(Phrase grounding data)

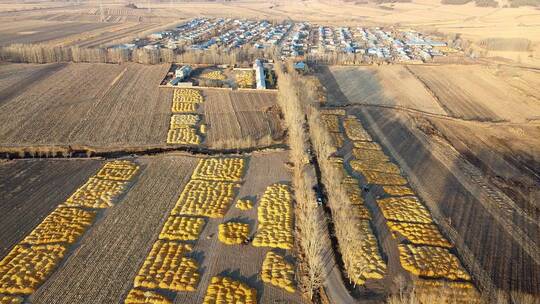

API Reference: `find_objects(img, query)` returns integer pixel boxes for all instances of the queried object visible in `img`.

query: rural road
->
[318,207,358,304]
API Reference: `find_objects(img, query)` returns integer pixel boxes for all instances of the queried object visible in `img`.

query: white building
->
[253,59,266,90]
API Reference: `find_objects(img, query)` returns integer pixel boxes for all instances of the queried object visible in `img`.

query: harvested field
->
[0,20,114,46]
[173,151,304,304]
[317,65,446,115]
[0,63,66,106]
[408,65,540,122]
[0,63,171,150]
[31,155,197,303]
[203,90,284,149]
[0,64,285,152]
[427,117,540,219]
[2,153,303,303]
[0,159,102,259]
[355,107,540,298]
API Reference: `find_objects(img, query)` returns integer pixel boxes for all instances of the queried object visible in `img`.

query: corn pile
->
[377,197,432,224]
[22,208,96,245]
[191,158,245,182]
[202,276,257,304]
[321,114,341,132]
[167,128,201,145]
[253,184,294,250]
[352,141,381,150]
[171,89,203,113]
[350,159,400,175]
[362,171,408,185]
[329,156,344,165]
[173,88,204,104]
[171,180,236,218]
[0,245,66,294]
[352,148,390,163]
[382,185,415,196]
[63,178,127,209]
[261,251,295,293]
[159,216,205,241]
[167,114,202,145]
[236,71,255,88]
[319,112,478,293]
[343,182,363,204]
[172,102,197,113]
[124,289,171,304]
[343,116,372,141]
[172,158,245,219]
[0,295,22,304]
[218,222,250,245]
[0,161,138,298]
[126,159,248,302]
[95,160,139,181]
[168,89,204,145]
[342,220,387,285]
[134,241,199,292]
[398,245,471,281]
[201,70,226,80]
[321,111,345,149]
[235,199,253,210]
[414,280,481,304]
[387,222,452,248]
[170,114,200,128]
[330,132,345,149]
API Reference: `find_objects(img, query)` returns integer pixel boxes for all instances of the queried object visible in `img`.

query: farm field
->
[0,152,305,303]
[312,109,480,301]
[316,63,540,301]
[30,155,196,303]
[172,151,303,303]
[407,65,540,122]
[316,65,447,115]
[0,62,171,151]
[0,159,103,258]
[353,107,540,299]
[0,63,66,106]
[203,90,284,149]
[0,20,116,46]
[318,64,540,122]
[0,63,284,153]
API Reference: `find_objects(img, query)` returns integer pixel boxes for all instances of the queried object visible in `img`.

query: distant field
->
[408,65,540,122]
[0,20,115,46]
[318,64,540,123]
[0,63,66,105]
[317,65,447,115]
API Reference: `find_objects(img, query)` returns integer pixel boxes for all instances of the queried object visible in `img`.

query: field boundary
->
[0,143,288,159]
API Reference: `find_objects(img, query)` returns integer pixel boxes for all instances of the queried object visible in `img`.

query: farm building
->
[253,59,266,90]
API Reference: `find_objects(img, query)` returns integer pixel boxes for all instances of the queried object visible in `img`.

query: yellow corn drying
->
[218,222,250,245]
[202,276,257,304]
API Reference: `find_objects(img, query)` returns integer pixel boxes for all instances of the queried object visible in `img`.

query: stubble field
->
[317,63,540,300]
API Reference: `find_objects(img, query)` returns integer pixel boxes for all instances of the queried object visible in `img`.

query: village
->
[112,18,456,63]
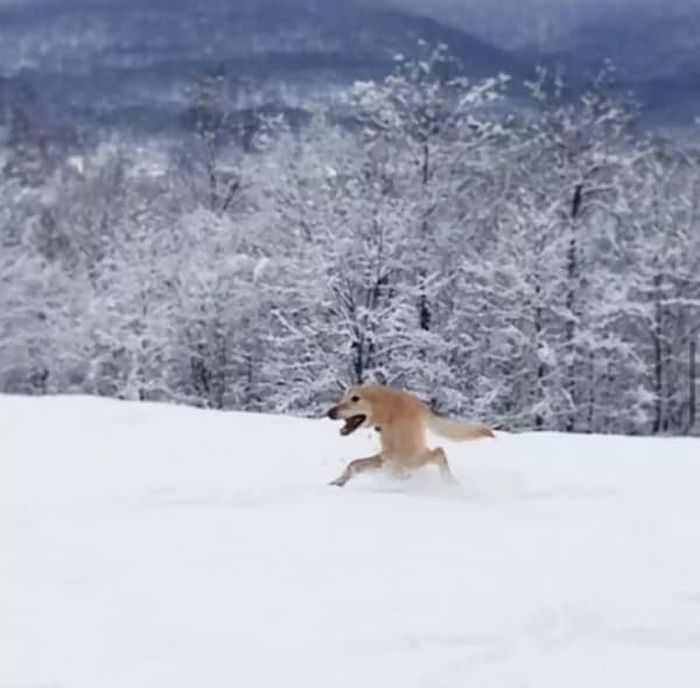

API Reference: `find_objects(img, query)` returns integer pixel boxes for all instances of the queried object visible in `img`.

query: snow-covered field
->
[3,395,700,688]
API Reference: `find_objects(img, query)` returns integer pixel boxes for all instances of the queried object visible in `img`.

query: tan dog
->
[327,384,494,486]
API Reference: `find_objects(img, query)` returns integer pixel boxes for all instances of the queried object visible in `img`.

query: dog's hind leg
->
[424,447,459,484]
[329,455,383,487]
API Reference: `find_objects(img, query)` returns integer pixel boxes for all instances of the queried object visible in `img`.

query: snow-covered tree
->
[1,46,698,436]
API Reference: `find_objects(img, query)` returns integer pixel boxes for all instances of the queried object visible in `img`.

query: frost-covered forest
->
[2,46,698,434]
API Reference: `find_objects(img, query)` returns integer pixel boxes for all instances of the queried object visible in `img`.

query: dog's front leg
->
[329,455,383,487]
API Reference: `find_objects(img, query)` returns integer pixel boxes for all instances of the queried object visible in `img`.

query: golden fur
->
[327,384,494,486]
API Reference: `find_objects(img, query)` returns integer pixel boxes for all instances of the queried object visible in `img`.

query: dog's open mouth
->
[340,414,366,436]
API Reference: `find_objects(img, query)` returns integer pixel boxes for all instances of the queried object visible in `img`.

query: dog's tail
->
[425,412,495,441]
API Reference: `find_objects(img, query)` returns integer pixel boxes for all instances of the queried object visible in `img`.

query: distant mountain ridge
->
[0,0,526,137]
[0,0,698,138]
[532,2,700,128]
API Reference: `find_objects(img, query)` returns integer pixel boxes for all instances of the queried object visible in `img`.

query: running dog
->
[327,384,494,486]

→ **TASK DIRECTIONS**: Return the records exactly as they stand, and drop every picture.

→ **EXERCISE OUTPUT**:
API Reference: `find_objects(img, query)` returns integer pixel boxes for all instances of the queried object visible in `img`.

query: rural road
->
[318,207,358,304]
API Reference: `find_objects(img, query)` returns integer pixel boxes for all instances of the queried object visible in `img`.

query: white building
->
[253,59,266,90]
API Reference: `find_objects(img, query)` returns integer pixel boxes for all instances of the queried object visible in `img`.

query: harvested field
->
[0,20,114,46]
[173,151,304,304]
[317,65,446,115]
[0,63,66,106]
[408,65,540,122]
[0,63,171,150]
[31,155,197,303]
[203,90,284,149]
[0,64,285,152]
[427,117,540,219]
[2,153,303,303]
[0,159,102,259]
[355,107,540,298]
API Reference: `find_objects(img, query)` returns integer pixel boxes for all instances of the queried object visible in `img`.

query: corn pile
->
[377,197,432,224]
[22,208,96,245]
[191,158,245,182]
[202,276,257,304]
[321,114,341,132]
[167,128,201,145]
[253,184,294,250]
[352,141,381,150]
[171,89,203,113]
[350,159,400,175]
[362,171,408,185]
[329,156,344,165]
[173,88,204,104]
[171,180,236,218]
[0,245,66,294]
[352,148,390,163]
[382,185,415,196]
[63,178,127,209]
[261,251,295,293]
[159,216,205,241]
[167,114,202,145]
[236,71,255,88]
[319,112,478,293]
[343,182,363,204]
[172,102,197,113]
[124,289,171,304]
[343,116,372,141]
[172,158,245,219]
[0,295,22,304]
[218,222,250,245]
[0,161,138,298]
[126,159,248,302]
[95,160,139,181]
[168,89,204,145]
[342,220,387,285]
[134,241,199,292]
[398,245,471,281]
[201,70,226,80]
[321,111,345,149]
[235,199,253,210]
[414,280,481,304]
[387,222,452,248]
[170,114,200,128]
[330,132,345,149]
API Reference: `find_objects(img, query)` returns integer pixel boxes for all instances of the queried object visible in `img`.

query: farm field
->
[0,152,305,303]
[312,109,480,301]
[316,63,540,301]
[30,155,196,303]
[172,151,303,303]
[407,65,540,122]
[316,65,447,115]
[0,62,171,151]
[0,159,103,258]
[353,107,540,299]
[0,63,66,106]
[203,90,284,149]
[0,20,116,46]
[318,64,540,122]
[0,63,284,153]
API Reference: `find_objects(img, query)` returns integer pixel boxes for all instances of the queried object visible in `img`.

query: distant field
->
[408,65,540,122]
[0,20,115,46]
[318,64,540,123]
[0,63,66,105]
[317,65,447,115]
API Reference: `find_objects(img, query)` returns integer pixel boxes for all instances of the queried object visible in `img`.

query: field boundary
->
[0,143,288,159]
API Reference: `find_objects(img, query)` returns integer pixel boxes for all instances of the queried object visible in `img`.

query: farm building
->
[253,59,266,90]
API Reference: `find_objects(img, query)` returns integer pixel boxes for all instances of the queried object visible in `img`.

query: yellow corn drying
->
[218,222,250,245]
[202,276,257,304]
API Reference: `find_objects(img, query)` returns integer pixel boxes for all instances of the queried object visible in `img`.

query: stubble field
->
[317,63,540,300]
API Reference: `find_objects(img, query)` returns integer pixel boxes for all instances of the queried object visible in `img`.

query: village
->
[112,18,456,63]

API Reference: `find_objects(img, query)` returns integer pixel boxes for all instances of the queried object visible in `img`.

query: snow-covered field
->
[3,395,700,688]
API Reference: `find_objects(img, query)` returns integer pixel boxes for all instances of the queried object visible in `img`.

query: tan dog
->
[327,384,494,486]
API Reference: `find_objects(img, query)` returns integer pixel boxes for all instances of the queried object visible in `img`.

query: dog's hind leg
->
[424,447,459,484]
[329,455,383,487]
API Reference: `find_objects(img, query)` returns integer pixel boxes for all instances of the queried object visible in `img`.

query: snow-covered tree
->
[1,46,698,436]
API Reference: `find_objects(img, query)` returns integer pixel boxes for all instances of the queried object visible in `img`.

query: frost-covered forest
->
[2,46,698,434]
API Reference: `find_objects(img, query)` returns integer pixel boxes for all instances of the queried object visible in `img`.

query: dog's front leg
->
[329,455,383,487]
API Reference: `find_objects(img, query)` returns integer pixel boxes for all instances of the queried object visible in `img`.

query: golden fur
->
[327,384,494,486]
API Reference: `find_objects(img, query)` returns integer pixel boxes for all instances of the queried object visible in `img`.

query: dog's open mouth
->
[340,414,366,436]
API Reference: `find_objects(img, query)` returns integer pixel boxes for all instances of the queried object visible in `img`.

query: dog's tail
->
[425,412,495,441]
API Reference: `find_objects(img, query)` returns integer pixel boxes for all instances of the queried object visible in `img`.

query: distant mountain ridge
->
[0,0,526,137]
[0,0,698,138]
[532,2,700,128]
API Reference: `find_objects(img, query)` returns integer pixel boxes for all instances of the queried object visible in `img`.

query: running dog
->
[327,384,494,486]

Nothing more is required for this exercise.